* **Exercise input**
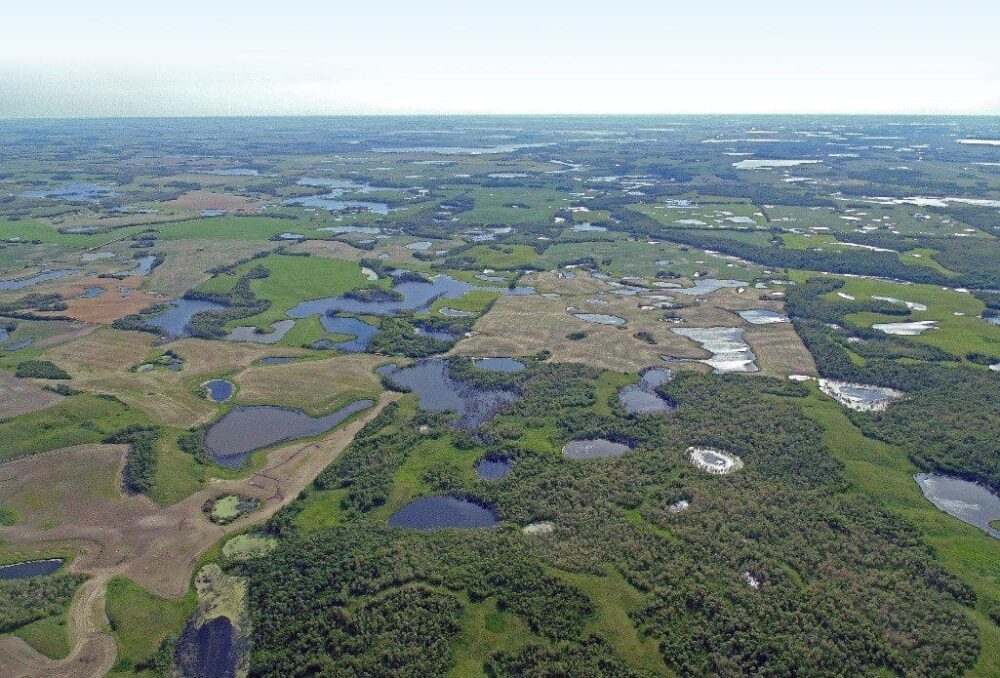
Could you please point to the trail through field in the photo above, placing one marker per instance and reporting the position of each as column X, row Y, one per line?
column 153, row 546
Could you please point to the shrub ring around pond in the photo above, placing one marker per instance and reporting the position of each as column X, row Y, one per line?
column 226, row 508
column 714, row 461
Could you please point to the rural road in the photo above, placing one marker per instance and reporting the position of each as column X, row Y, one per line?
column 158, row 550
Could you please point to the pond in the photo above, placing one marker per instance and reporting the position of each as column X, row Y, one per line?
column 454, row 313
column 77, row 192
column 493, row 468
column 440, row 512
column 417, row 296
column 173, row 322
column 498, row 364
column 20, row 284
column 331, row 201
column 912, row 305
column 277, row 360
column 248, row 428
column 340, row 230
column 730, row 352
column 860, row 397
column 142, row 267
column 216, row 654
column 642, row 397
column 30, row 568
column 219, row 390
column 459, row 150
column 278, row 331
column 914, row 329
column 439, row 392
column 968, row 501
column 709, row 285
column 594, row 449
column 359, row 329
column 600, row 318
column 763, row 316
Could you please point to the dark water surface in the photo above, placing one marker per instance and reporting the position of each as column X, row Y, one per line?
column 30, row 568
column 439, row 392
column 246, row 429
column 438, row 512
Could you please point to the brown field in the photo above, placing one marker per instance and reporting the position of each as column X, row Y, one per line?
column 99, row 363
column 186, row 262
column 111, row 305
column 154, row 547
column 212, row 200
column 315, row 386
column 542, row 324
column 20, row 396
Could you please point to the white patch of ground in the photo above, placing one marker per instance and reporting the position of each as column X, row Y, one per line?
column 859, row 396
column 714, row 461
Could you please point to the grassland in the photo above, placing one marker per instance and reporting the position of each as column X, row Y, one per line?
column 957, row 334
column 140, row 621
column 74, row 421
column 884, row 473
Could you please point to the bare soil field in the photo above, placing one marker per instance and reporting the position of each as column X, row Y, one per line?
column 314, row 385
column 154, row 547
column 186, row 262
column 120, row 298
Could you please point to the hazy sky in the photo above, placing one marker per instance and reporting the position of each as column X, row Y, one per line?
column 224, row 57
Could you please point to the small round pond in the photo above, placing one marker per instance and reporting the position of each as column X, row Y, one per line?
column 219, row 390
column 439, row 512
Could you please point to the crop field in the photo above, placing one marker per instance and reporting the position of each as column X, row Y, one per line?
column 504, row 292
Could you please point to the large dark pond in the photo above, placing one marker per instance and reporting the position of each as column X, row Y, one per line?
column 30, row 568
column 173, row 322
column 245, row 429
column 438, row 512
column 439, row 392
column 20, row 284
column 417, row 296
column 968, row 501
column 359, row 329
column 642, row 397
column 210, row 652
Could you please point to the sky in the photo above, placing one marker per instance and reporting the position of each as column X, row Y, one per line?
column 114, row 58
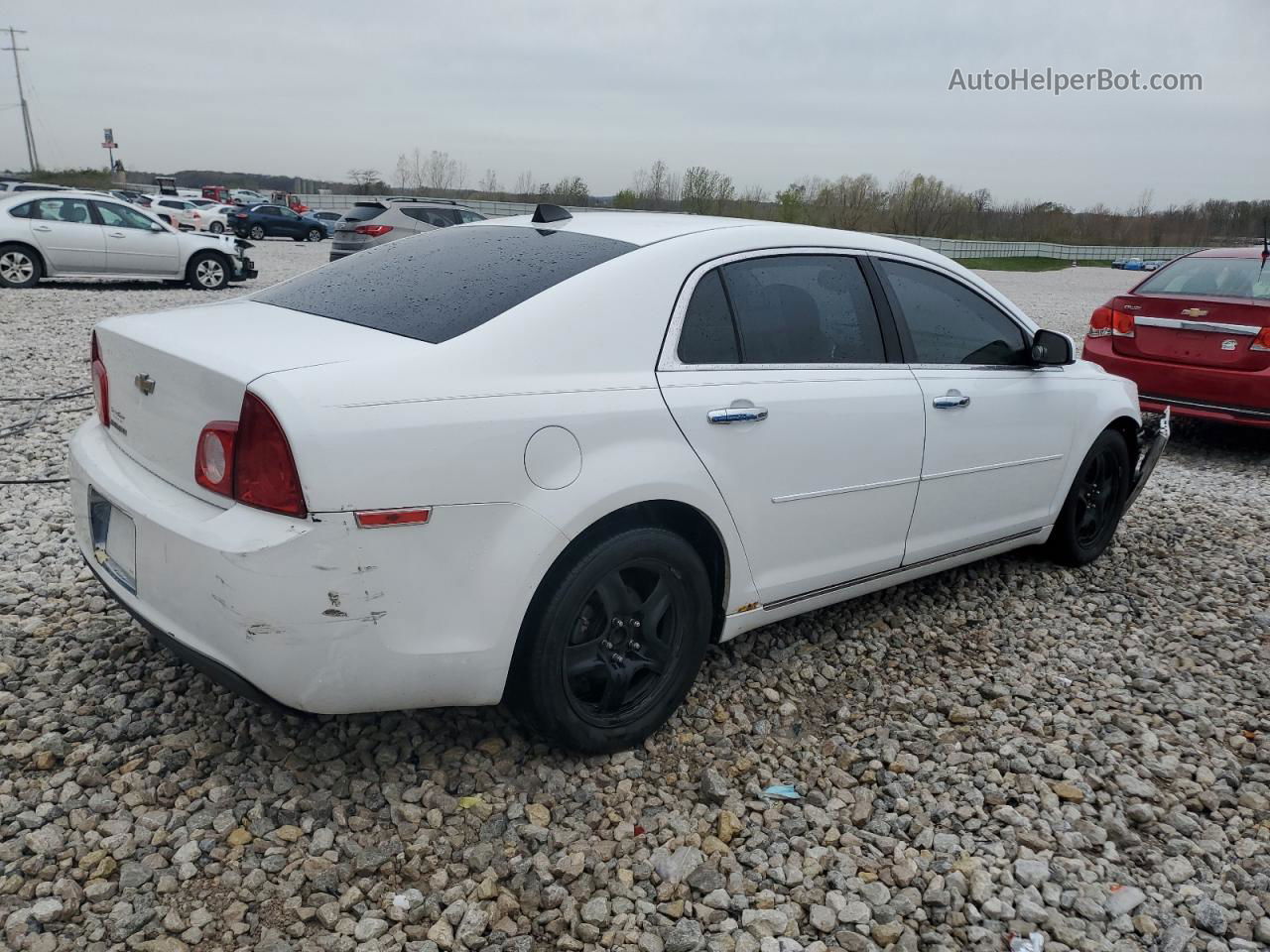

* **Task to carry out**
Retype the data above verbatim, beginning at the line that contains "Could you please point to the brown" and stopping after the line that contains "column 884, row 473".

* **Final result**
Could you please point to the brown field in the photo above, placing one marker per instance and reporting the position of each as column X, row Y, one per line?
column 99, row 363
column 186, row 262
column 111, row 305
column 154, row 547
column 212, row 200
column 315, row 386
column 542, row 324
column 20, row 396
Could you please point to the white patch of ground in the photo above, placing one marker per instance and reporting the position of each as column X, row Y, one per line?
column 859, row 396
column 714, row 461
Could you please point to the grassland in the photo above, placing one marker per instance and reporting the position of each as column X, row Y, one per line?
column 957, row 334
column 140, row 621
column 74, row 421
column 884, row 473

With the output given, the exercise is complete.